(CNS): As the Overseas Territories Joint Ministerial Council (JMC) meeting kicked off on Tuesday, the question of pensions and healthcare for retired British citizens living in the territories appeared to dominate the talks. Peter Hayes, the FCO’s director of the overseas territories, opened the talks about retirees who paid into the UK pensions system and are living in the territories but don’t receive increases in their pensions allowing for inflation.
Pensioners living in Bermuda or Gibraltar do and other British Overseas Territories leaders are asking for equitable treatment to those living in the UK or the crown dependencies.
“It comes down to the question of what constitutes a British citizen, which we all are,” Cayman Islands Premier Alden McLaughlin reportedly said. The matter was described by the premier’s press secretary in a release from London as a “major issue” for some territories because British pensioners often find themselves seeking welfare assistance from the BOT government where they live.
The UK takes the position that it cannot afford to pay overseas pensioners the increases because it could make the British government liable to pay similar increases to all citizens living in Commonwealth countries.

Task A> Reproduce the pensions article word for word, from start to finish.
The pensions article and the records are unrelated to each other.

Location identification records
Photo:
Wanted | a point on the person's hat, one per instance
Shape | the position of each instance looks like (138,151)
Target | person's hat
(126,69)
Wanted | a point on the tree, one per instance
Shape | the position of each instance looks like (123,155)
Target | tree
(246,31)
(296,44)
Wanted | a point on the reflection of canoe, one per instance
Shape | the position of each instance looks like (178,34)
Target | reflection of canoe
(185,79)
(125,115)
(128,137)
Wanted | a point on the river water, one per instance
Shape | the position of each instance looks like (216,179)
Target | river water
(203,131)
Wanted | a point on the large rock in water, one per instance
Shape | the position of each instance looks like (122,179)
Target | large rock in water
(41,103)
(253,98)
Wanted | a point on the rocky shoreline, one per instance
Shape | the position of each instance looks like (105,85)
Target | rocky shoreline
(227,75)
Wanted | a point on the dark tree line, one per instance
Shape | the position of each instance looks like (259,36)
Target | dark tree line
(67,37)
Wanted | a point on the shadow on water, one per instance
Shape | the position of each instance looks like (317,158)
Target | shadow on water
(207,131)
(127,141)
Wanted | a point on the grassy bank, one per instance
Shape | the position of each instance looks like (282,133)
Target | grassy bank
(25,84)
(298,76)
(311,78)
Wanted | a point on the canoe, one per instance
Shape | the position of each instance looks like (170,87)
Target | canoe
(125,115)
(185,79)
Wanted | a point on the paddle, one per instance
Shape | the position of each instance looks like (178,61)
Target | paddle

---

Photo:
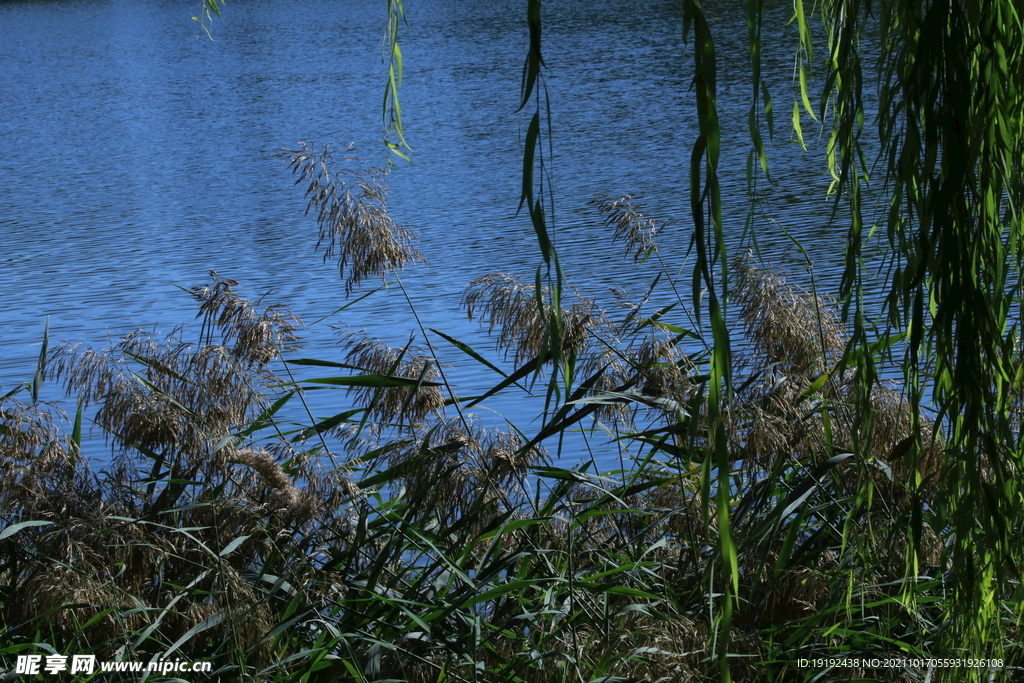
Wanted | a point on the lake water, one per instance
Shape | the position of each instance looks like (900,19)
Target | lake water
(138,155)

Task B> Locate each line of the records that contains the word "like" and copy those lines.

Correct output A>
(CNS): As the Overseas Territories Joint Ministerial Council (JMC) meeting kicked off on Tuesday, the question of pensions and healthcare for retired British citizens living in the territories appeared to dominate the talks. Peter Hayes, the FCO’s director of the overseas territories, opened the talks about retirees who paid into the UK pensions system and are living in the territories but don’t receive increases in their pensions allowing for inflation.
Pensioners living in Bermuda or Gibraltar do and other British Overseas Territories leaders are asking for equitable treatment to those living in the UK or the crown dependencies.
“It comes down to the question of what constitutes a British citizen, which we all are,” Cayman Islands Premier Alden McLaughlin reportedly said. The matter was described by the premier’s press secretary in a release from London as a “major issue” for some territories because British pensioners often find themselves seeking welfare assistance from the BOT government where they live.
The UK takes the position that it cannot afford to pay overseas pensioners the increases because it could make the British government liable to pay similar increases to all citizens living in Commonwealth countries.

Correct output B>
Shape | the position of each instance looks like (138,151)
Shape | the position of each instance looks like (123,155)
Shape | the position of each instance looks like (178,34)
Shape | the position of each instance looks like (216,179)
Shape | the position of each instance looks like (122,179)
Shape | the position of each instance looks like (105,85)
Shape | the position of each instance looks like (259,36)
Shape | the position of each instance looks like (317,158)
Shape | the position of each instance looks like (282,133)
Shape | the position of each instance looks like (170,87)
Shape | the position of each instance looks like (178,61)
Shape | the position of each instance looks like (900,19)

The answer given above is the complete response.